While we have just enjoyed the UK’s warmest winter since records began, the political climate seems to have turned a whole lot chillier.
At 63, I am old enough to remember when springs were very different. Daffodils came out in late March or early April, not in January as they now seem to do. Bluebells bloomed in May, not in the chilly depths of March. You didn’t see bumble bees on Christmas Day.
Despite all this apocryphal evidence staring us in the face, there are many people who choose to ignore the obvious explanations for these changes and cling on to a variety of unlikely theories about what is happening. Anything will do as a rationale, as long as it means we can carry on business as usual.
Climate change has become a deeply divisive issue. Those on the right either deny its existence and call it all a left-wing hoax or, more commonly, say its effects are quite minor and we don’t need to spend any money on its prevention. On the other side, there are many ‘dark greens’ who think that only a wholesale change in the way we organise our affairs will stop runaway climate change and that nothing short of a revolution will save us.
This debate has had a huge impact on how we build. For the past 15 years or so, the buzzword in construction has been sustainability. This boils down to encouraging us to spend a little more while building in order to lessen the impact of our homes on the environment or, to coin a rather clichéd phrase, to ‘save the planet’.

Data lines:
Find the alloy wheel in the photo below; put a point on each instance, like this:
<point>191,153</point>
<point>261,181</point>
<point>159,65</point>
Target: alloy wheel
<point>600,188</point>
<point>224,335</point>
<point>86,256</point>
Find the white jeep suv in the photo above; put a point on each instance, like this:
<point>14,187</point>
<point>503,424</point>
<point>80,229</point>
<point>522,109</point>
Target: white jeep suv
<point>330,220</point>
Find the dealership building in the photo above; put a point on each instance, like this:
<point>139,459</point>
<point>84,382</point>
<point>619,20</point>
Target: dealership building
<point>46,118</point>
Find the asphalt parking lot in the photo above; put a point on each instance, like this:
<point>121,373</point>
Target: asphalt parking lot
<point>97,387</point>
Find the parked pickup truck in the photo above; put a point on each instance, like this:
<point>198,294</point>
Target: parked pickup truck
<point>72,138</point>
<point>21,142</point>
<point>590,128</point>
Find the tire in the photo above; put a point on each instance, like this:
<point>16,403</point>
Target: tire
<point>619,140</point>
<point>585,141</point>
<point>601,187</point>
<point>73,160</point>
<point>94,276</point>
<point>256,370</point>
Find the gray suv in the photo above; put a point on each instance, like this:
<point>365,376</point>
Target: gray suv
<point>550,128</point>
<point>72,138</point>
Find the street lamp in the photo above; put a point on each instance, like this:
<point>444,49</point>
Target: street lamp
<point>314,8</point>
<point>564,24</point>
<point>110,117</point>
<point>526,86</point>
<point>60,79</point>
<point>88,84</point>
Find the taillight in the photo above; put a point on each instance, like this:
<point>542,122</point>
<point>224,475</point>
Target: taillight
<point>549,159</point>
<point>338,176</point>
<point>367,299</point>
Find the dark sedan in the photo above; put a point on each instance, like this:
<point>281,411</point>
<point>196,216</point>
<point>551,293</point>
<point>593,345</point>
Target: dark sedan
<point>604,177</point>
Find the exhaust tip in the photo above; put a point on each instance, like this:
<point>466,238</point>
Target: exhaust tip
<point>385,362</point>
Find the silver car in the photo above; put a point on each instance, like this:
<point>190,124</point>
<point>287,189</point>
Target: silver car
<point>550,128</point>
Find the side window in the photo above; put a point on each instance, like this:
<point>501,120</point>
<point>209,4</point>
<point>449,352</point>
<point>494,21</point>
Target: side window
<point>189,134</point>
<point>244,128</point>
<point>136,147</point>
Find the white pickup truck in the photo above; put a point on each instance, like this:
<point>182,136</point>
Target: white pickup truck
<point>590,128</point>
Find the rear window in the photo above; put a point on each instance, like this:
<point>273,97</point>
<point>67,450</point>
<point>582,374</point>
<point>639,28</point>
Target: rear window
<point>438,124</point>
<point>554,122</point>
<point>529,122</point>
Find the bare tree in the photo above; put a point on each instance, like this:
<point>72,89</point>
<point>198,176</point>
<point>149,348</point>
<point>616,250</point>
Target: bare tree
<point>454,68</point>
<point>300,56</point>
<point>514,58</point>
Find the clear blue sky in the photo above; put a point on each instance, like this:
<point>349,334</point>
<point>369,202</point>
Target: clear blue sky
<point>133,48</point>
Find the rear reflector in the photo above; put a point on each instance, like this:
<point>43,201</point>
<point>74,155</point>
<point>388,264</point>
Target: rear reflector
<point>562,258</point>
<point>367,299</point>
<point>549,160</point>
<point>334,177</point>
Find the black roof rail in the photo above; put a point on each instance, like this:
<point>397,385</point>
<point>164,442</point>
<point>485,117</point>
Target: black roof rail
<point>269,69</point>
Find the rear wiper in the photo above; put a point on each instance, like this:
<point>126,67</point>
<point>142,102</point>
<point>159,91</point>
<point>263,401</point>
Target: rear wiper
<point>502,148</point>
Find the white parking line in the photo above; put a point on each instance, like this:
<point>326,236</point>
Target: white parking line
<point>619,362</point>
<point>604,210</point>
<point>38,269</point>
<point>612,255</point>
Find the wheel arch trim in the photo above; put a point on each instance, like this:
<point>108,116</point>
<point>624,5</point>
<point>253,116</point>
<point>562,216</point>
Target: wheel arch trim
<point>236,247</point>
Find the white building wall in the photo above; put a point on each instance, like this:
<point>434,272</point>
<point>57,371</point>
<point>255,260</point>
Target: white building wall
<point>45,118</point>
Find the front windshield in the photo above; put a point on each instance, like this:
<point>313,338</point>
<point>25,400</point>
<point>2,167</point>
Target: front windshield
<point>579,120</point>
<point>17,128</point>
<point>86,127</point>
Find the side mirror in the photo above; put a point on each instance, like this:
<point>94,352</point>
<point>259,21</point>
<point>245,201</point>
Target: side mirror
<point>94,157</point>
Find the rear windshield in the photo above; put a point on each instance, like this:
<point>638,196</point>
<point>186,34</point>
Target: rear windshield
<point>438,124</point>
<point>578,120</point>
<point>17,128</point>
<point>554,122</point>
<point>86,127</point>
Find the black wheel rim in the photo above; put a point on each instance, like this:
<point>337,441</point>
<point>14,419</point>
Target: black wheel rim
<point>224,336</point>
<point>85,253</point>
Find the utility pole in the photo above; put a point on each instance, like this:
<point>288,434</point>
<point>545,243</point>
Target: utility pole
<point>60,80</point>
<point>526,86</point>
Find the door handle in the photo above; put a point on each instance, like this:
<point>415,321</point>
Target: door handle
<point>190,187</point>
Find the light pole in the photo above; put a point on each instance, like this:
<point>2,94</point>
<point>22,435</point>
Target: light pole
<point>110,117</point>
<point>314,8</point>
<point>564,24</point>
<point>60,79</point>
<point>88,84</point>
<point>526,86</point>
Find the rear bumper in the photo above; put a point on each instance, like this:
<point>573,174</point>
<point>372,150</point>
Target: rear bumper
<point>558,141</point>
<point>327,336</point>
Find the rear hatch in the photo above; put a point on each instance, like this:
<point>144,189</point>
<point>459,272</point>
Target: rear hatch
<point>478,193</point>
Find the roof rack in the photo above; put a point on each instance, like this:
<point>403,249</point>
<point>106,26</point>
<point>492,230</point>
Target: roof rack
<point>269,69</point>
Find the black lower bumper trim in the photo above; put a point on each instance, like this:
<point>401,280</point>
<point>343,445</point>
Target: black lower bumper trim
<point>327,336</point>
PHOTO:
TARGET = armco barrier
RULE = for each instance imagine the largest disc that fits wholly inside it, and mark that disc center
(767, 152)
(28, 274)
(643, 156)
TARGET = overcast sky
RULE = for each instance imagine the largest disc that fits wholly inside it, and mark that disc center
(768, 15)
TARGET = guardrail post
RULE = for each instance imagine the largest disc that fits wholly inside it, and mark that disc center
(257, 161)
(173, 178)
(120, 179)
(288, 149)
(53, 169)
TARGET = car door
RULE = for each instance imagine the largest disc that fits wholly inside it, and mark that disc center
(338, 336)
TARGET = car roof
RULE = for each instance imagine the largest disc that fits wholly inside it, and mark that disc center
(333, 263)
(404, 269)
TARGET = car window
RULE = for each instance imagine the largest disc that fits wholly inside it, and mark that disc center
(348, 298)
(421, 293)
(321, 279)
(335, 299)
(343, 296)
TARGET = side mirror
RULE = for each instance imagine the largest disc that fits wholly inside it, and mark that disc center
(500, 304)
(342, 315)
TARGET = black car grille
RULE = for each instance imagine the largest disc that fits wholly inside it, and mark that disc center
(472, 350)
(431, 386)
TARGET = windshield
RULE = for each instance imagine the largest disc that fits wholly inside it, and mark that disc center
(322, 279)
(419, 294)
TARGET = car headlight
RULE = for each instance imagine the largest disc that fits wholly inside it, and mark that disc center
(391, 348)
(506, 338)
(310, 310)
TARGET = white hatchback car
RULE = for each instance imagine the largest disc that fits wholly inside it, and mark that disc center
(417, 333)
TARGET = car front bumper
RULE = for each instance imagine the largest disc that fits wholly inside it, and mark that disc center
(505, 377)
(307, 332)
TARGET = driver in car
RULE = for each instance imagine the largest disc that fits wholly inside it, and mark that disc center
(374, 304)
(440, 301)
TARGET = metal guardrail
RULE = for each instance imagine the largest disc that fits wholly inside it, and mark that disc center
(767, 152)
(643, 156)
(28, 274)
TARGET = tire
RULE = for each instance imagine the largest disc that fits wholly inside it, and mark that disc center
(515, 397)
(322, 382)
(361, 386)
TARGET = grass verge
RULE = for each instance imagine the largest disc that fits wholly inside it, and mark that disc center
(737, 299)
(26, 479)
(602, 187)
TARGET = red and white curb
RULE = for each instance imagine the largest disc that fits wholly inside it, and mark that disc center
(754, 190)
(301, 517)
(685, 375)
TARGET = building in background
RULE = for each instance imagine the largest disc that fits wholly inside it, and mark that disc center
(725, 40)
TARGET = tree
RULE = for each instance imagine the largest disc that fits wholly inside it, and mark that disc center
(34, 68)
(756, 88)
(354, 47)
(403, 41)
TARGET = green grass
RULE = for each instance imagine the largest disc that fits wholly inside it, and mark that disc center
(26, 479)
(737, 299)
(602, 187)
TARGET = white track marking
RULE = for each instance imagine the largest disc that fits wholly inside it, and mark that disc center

Description of the task:
Transcribe the climate passage from "This debate has" up to and including "to ‘save the planet’.". The items come from a separate source unrelated to the climate passage.

Final result:
This debate has had a huge impact on how we build. For the past 15 years or so, the buzzword in construction has been sustainability. This boils down to encouraging us to spend a little more while building in order to lessen the impact of our homes on the environment or, to coin a rather clichéd phrase, to ‘save the planet’.